### Trecho fornecido
==================================================

Ou: As palavras querem me ser. Dou-lhes à boca o áspero. Tiro-lhes o verniz e os vôos metafísicos. Corto o desejo de se exibirem às minhas custas[5]. É preciso que sejamos escolhidos pelas palavras que serão escritas, que sejamos aguilhoados pela simplicidade de algumas palavras pouco importantes que querem estabelecer sentidos inesperados. É necessário, também, tirar a dimensão metafísica que carregam em seu corpo pelo uso que delas foi feito.

            Atingir a autenticidade do pensamento está ligado a acolher uma zona de esvaziamento, para ser surpreendido pelo impensado que habita o mundo e quer nos atravessar. Mas o que é o pensamento? Menos os objetos de suas reflexões, seus assuntos, suas respostas do que sua manobra, sua maneira de se realizar, seus arranjos. Valéry está interessado na poética do pensamento, na exigência do que a mão põe em obra para destiná-lo a se movimentar deste, e não de outro, modo.

==================================================

### Linhas fornecidas
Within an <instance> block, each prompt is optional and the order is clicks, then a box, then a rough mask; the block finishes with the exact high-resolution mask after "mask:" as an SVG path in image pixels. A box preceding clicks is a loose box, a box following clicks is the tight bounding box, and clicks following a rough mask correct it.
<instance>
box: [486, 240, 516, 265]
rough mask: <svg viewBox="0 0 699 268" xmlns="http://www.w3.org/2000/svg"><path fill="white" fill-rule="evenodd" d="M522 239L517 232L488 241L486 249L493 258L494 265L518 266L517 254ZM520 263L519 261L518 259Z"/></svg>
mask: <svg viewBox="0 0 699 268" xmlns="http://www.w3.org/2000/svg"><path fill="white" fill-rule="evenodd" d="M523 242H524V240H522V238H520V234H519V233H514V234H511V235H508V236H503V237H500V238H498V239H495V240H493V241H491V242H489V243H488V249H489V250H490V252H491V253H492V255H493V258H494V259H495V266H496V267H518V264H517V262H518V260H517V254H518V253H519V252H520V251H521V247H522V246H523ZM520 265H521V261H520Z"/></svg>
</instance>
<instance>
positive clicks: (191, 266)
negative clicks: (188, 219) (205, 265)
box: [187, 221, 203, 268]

==================================================

### Atividade 1
Responda com base no trecho:
(a) Além do verniz, o que se tira das palavras?
(b) A que está ligado atingir a autenticidade do pensamento?
(c) Em que Valéry está interessado?
### Atividade 2
Transcreva, sem nenhuma alteração, tudo desde o início das linhas fornecidas até a linha que contém "rough mask: <svg", incluindo essa linha.
O trecho e as linhas não têm nenhuma relação entre si.

### Resposta 1
(a) Os vôos metafísicos.
(b) A acolher uma zona de esvaziamento.
(c) Na poética do pensamento.

### Resposta 2
Within an <instance> block, each prompt is optional and the order is clicks, then a box, then a rough mask; the block finishes with the exact high-resolution mask after "mask:" as an SVG path in image pixels. A box preceding clicks is a loose box, a box following clicks is the tight bounding box, and clicks following a rough mask correct it.
<instance>
box: [486, 240, 516, 265]
rough mask: <svg viewBox="0 0 699 268" xmlns="http://www.w3.org/2000/svg"><path fill="white" fill-rule="evenodd" d="M522 239L517 232L488 241L486 249L493 258L494 265L518 266L517 254ZM520 263L519 261L518 259Z"/></svg>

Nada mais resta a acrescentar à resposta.